- **YOUR OBJECTIVE**
Give the following records again in full and without alteration.

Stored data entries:
<<<<

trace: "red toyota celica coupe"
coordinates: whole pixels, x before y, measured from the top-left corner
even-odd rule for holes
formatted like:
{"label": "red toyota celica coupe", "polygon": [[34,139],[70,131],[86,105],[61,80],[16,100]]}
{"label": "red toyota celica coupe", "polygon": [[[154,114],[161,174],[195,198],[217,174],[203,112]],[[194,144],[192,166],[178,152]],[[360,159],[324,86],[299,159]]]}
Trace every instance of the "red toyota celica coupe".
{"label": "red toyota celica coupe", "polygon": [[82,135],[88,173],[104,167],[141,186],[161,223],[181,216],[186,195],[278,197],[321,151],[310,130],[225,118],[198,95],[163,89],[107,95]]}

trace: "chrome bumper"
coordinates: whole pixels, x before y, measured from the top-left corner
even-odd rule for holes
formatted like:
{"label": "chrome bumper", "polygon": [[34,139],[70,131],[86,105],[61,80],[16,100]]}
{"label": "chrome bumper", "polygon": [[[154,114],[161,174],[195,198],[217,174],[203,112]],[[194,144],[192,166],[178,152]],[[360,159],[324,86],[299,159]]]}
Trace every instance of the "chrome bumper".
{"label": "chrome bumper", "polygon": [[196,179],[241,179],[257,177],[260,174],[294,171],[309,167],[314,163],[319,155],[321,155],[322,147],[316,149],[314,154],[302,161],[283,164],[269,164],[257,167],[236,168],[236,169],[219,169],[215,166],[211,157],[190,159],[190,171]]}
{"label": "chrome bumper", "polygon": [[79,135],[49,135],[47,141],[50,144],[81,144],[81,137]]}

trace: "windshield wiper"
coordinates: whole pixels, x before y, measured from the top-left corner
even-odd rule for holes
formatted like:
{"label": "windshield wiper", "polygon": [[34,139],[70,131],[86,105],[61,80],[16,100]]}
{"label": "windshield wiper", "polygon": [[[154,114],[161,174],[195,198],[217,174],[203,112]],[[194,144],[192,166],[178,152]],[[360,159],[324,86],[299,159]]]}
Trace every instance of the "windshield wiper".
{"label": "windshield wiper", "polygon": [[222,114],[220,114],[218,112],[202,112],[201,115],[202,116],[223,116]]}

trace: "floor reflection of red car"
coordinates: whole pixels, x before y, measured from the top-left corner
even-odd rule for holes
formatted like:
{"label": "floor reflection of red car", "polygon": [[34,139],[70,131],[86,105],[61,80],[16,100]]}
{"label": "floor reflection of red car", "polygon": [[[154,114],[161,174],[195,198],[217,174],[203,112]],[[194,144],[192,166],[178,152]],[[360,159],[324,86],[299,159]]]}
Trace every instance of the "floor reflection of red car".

>>>>

- **SOLUTION TO THIS PROBLEM**
trace: "red toyota celica coupe"
coordinates: whole pixels, x before y, measured from the top-left corner
even-odd rule for holes
formatted like:
{"label": "red toyota celica coupe", "polygon": [[34,139],[70,131],[86,105],[61,80],[16,100]]}
{"label": "red toyota celica coupe", "polygon": [[[154,114],[161,174],[195,198],[217,174],[203,112]],[[194,144],[192,166],[178,152]],[[360,159],[324,86],[299,159]]]}
Trace every instance of the "red toyota celica coupe".
{"label": "red toyota celica coupe", "polygon": [[82,135],[88,173],[104,167],[141,186],[161,223],[181,216],[186,195],[278,197],[321,151],[310,130],[225,118],[198,95],[163,89],[107,95]]}

trace: "chrome bumper"
coordinates: whole pixels, x before y, measured from the top-left corner
even-odd rule for holes
formatted like:
{"label": "chrome bumper", "polygon": [[34,139],[70,131],[86,105],[61,80],[16,100]]}
{"label": "chrome bumper", "polygon": [[[154,114],[161,174],[195,198],[217,174],[203,112]],[[194,144],[192,166],[178,152]],[[360,159],[324,86],[299,159]]]}
Trace every instance of the "chrome bumper".
{"label": "chrome bumper", "polygon": [[196,179],[241,179],[257,177],[260,174],[294,171],[309,167],[314,163],[319,155],[321,155],[322,147],[316,149],[314,154],[302,161],[283,164],[269,164],[257,167],[236,168],[236,169],[219,169],[215,166],[211,157],[190,159],[190,171]]}
{"label": "chrome bumper", "polygon": [[79,135],[49,135],[47,141],[50,144],[81,144],[81,137]]}

trace: "windshield wiper"
coordinates: whole pixels, x before y, measured from the top-left corner
even-odd rule for holes
formatted like:
{"label": "windshield wiper", "polygon": [[34,139],[70,131],[86,105],[61,80],[16,100]]}
{"label": "windshield wiper", "polygon": [[[154,114],[161,174],[195,198],[217,174],[203,112]],[[194,144],[192,166],[178,152]],[[360,159],[324,86],[299,159]]]}
Trace every instance of the "windshield wiper".
{"label": "windshield wiper", "polygon": [[222,114],[220,114],[218,112],[202,112],[201,115],[202,116],[223,116]]}

trace: "floor reflection of red car"
coordinates: whole pixels, x before y, measured from the top-left corner
even-odd rule for holes
formatted like:
{"label": "floor reflection of red car", "polygon": [[34,139],[70,131],[86,105],[61,80],[16,100]]}
{"label": "floor reflection of red car", "polygon": [[[154,114],[161,174],[195,198],[217,174],[203,112]],[[194,144],[192,166],[178,152]],[[360,159],[324,86],[299,159]]]}
Trace every instance of the "floor reflection of red car".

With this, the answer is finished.